START Given passage

Carolyn and Pumpkin's attraction deepens, for which Carolyn receives backlash from her friends and family. Eventually, the two become intimate, and are found in Pumpkin's bed by his mother Judy, who accuses her of raping her son, saying she "has no idea what she has done" to him. She calls the dean of SCSU, and Carolyn is kicked out of the university. While at her parents' home, Carolyn attempts suicide by ingesting pills, though she vomits them out afterwards.

Unable to forget about Carolyn, Kent goes to AO Pi and tells the sorority girls to bring back Carolyn or else he won't attend the formal. AO Pi convinces SCSU to allow her back in, and she is encouraged to attend the sorority ball with Kent, with Julie hoping this will help the sorority win the award. At the ball, Pumpkin and his friends crash the festivities, wanting to dance with Carolyn. Kent confronts Pumpkin and the two come to blows, after which a humiliated Kent leaves. Despite the sorority sisters trying to stop them from doing so, Carolyn and Pumpkin share a dance alone, gradually being joined by others.

END Given passage
START Information provided

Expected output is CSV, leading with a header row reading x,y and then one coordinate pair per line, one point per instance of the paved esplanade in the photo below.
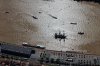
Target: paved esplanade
x,y
36,22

END Information provided

### [Your goal]
Please write out the plot summary above word for word, beginning at the words "Carolyn and Pumpkin's" and stopping after "them out afterwards.".

### [Answer space]
Carolyn and Pumpkin's attraction deepens, for which Carolyn receives backlash from her friends and family. Eventually, the two become intimate, and are found in Pumpkin's bed by his mother Judy, who accuses her of raping her son, saying she "has no idea what she has done" to him. She calls the dean of SCSU, and Carolyn is kicked out of the university. While at her parents' home, Carolyn attempts suicide by ingesting pills, though she vomits them out afterwards.